Exercise aim:
Reproduce all of the material below word for word, line by line.

─── Provided records ───

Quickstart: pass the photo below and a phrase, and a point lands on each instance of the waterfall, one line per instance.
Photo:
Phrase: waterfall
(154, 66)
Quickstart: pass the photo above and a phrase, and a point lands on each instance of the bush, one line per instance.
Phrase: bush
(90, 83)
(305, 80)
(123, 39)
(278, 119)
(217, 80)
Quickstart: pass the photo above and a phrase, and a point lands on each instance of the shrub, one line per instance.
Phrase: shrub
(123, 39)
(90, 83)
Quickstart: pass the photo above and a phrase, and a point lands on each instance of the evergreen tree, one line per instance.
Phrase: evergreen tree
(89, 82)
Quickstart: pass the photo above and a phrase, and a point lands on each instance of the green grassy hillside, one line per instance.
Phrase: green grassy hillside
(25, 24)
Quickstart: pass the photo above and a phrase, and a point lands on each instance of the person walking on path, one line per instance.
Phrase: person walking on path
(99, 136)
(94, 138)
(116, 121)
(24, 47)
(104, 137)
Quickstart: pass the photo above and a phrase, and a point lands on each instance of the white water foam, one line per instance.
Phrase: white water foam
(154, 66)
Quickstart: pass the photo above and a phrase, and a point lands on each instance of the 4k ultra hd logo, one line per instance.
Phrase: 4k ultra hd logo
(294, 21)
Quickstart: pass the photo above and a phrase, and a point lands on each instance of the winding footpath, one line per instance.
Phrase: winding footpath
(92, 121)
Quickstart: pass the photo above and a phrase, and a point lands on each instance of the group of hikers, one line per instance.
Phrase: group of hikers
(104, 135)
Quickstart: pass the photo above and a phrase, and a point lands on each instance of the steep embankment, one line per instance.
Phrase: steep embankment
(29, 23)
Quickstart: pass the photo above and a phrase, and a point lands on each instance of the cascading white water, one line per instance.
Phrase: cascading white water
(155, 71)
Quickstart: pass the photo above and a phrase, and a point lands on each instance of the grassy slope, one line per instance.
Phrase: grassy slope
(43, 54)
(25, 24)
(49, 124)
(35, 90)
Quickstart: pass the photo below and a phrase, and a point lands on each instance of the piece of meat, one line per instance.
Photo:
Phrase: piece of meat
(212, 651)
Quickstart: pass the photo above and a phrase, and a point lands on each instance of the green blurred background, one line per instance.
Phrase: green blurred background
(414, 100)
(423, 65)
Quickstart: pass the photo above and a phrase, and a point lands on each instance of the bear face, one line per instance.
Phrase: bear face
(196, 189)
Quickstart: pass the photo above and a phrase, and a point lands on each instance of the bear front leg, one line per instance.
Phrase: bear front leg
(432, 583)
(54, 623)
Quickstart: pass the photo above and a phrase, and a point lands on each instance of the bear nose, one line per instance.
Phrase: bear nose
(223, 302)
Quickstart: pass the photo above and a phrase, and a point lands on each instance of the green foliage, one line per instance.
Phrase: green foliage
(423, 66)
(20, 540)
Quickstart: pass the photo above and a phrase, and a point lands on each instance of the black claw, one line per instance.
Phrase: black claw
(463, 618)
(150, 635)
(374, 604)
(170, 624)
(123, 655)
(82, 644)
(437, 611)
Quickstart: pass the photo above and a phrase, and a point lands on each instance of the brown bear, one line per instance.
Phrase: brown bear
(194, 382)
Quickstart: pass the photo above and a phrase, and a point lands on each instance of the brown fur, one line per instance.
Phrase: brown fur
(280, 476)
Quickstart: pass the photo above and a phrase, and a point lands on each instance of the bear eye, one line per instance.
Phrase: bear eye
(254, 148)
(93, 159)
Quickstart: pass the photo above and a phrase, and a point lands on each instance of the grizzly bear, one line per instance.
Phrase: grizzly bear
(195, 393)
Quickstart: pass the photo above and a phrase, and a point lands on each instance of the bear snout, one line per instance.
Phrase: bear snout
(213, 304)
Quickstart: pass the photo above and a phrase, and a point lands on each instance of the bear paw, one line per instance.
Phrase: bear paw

───

Solution to the problem:
Quickstart: pass the photo below and a phrase, and a point lands on each instance of the waterfall, one line per instance.
Photo:
Phrase: waterfall
(154, 66)
Quickstart: pass the photo above and a phrase, and a point lands on each instance of the bush, one line per instance.
Phrase: bush
(90, 83)
(305, 80)
(123, 39)
(278, 119)
(217, 80)
Quickstart: pass the photo above and a phrase, and a point lands on each instance of the shrub, one line per instance.
Phrase: shrub
(123, 39)
(90, 83)
Quickstart: pass the photo above and a phrase, and a point lands on each instance of the evergreen tree, one line per instance.
Phrase: evergreen tree
(89, 82)
Quickstart: pass the photo above and a phrase, and a point lands on each instance of the green grassy hillside, one line per instance.
Phrase: green grassy hillside
(25, 24)
Quickstart: pass the photo above and a phrase, and a point lands on each instance of the person walking on path, one line per instance.
Phrase: person walking on path
(99, 136)
(94, 138)
(116, 121)
(24, 47)
(104, 137)
Quickstart: pass the photo above and a phrase, and a point lands on each instance of the white water foam, one line per instance.
Phrase: white water foam
(154, 66)
Quickstart: pass the photo above and a phrase, and a point lands on each instance of the 4k ultra hd logo, one line per instance.
Phrase: 4k ultra hd logo
(294, 21)
Quickstart: pass the photo above and a phrase, and a point lands on each instance of the winding footpath, one line per instance.
Phrase: winding footpath
(92, 121)
Quickstart: pass the photo above and a phrase, and a point lands on each instance of the group of hikers, one line per instance.
Phrase: group of hikers
(104, 135)
Quickstart: pass the photo above and a phrase, and a point lands on each instance of the steep embankment, one line per instance.
Phrase: steep embankment
(29, 23)
Quickstart: pass the photo above and a phrase, and a point lands on each instance of the cascading white water, one line per instance.
Phrase: cascading white water
(155, 71)
Quickstart: pass the photo above and a phrase, and a point lands on each instance of the grassy slope, one line per instance.
Phrase: grassy slope
(43, 54)
(25, 24)
(49, 124)
(35, 90)
Quickstart: pass the photo below and a phrase, and a point lands on each instance of the piece of meat, one line per instance.
Photo:
Phrase: piece of meat
(212, 651)
Quickstart: pass the photo above and a phrase, and a point lands on each instance of the green blurred background, one line per instance.
Phrase: green blurred background
(414, 100)
(423, 65)
Quickstart: pass the photo above and a phrase, and a point lands on each instance of the bear face, one line per instance.
Phrase: bear face
(196, 189)
Quickstart: pass the photo above and a phrase, and a point lands on each instance of the bear front leg, one line per instance.
Phrase: bear front leg
(432, 583)
(54, 623)
Quickstart: pass the photo above and a phrase, and a point lands on each instance of the bear nose, one line per instance.
Phrase: bear nose
(223, 302)
Quickstart: pass the photo above and a phrase, and a point lands on each instance of the green foliage, one line per instance.
Phrase: green foliage
(423, 66)
(20, 540)
Quickstart: pass the photo above and a phrase, and a point lands on each instance of the black claw, one line per instance.
Phrase: black claw
(463, 618)
(150, 635)
(374, 604)
(170, 624)
(123, 655)
(82, 644)
(437, 611)
Quickstart: pass the photo above and a phrase, and a point lands on each instance of the brown bear, one line per instance.
Phrase: brown bear
(194, 382)
Quickstart: pass the photo above and a phrase, and a point lands on each instance of the brown fur, one line per instance.
Phrase: brown fur
(280, 476)
Quickstart: pass the photo above and a phrase, and a point lands on each instance of the bear eye, one line per instance.
Phrase: bear eye
(254, 148)
(93, 159)
Quickstart: pass the photo above and a phrase, and a point lands on each instance of the grizzly bear, one line per instance.
Phrase: grizzly bear
(195, 393)
Quickstart: pass the photo above and a phrase, and a point lands on each instance of the bear snout, one line per instance.
Phrase: bear snout
(213, 304)
Quickstart: pass the photo above and a phrase, and a point lands on each instance of the bear paw, one line per instance.
Phrase: bear paw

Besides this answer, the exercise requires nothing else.